点标注数据集中的记录
# # # #

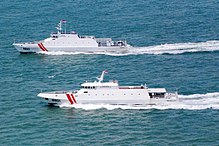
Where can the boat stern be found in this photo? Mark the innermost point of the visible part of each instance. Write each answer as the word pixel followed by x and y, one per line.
pixel 25 48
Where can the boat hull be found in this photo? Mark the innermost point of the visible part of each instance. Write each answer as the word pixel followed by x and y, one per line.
pixel 134 97
pixel 40 48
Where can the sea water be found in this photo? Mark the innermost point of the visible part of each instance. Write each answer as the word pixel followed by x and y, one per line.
pixel 175 45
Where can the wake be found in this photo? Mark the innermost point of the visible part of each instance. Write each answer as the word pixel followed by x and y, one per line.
pixel 178 48
pixel 190 102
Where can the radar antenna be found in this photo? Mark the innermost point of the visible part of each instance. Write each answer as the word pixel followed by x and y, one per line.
pixel 100 79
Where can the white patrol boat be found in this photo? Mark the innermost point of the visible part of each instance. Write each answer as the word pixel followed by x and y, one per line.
pixel 99 92
pixel 71 42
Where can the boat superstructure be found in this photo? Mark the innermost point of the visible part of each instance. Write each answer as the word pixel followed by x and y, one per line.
pixel 100 92
pixel 71 42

# # # #

请从包含“Where can the boat superstructure”的那一行起，一直到记录结尾，把这几行一字不差地抄写下来。

Where can the boat superstructure be found in this photo? Mark the innermost point of the visible part of each instance. Write each answer as the word pixel followed by x and y, one per line.
pixel 100 92
pixel 71 42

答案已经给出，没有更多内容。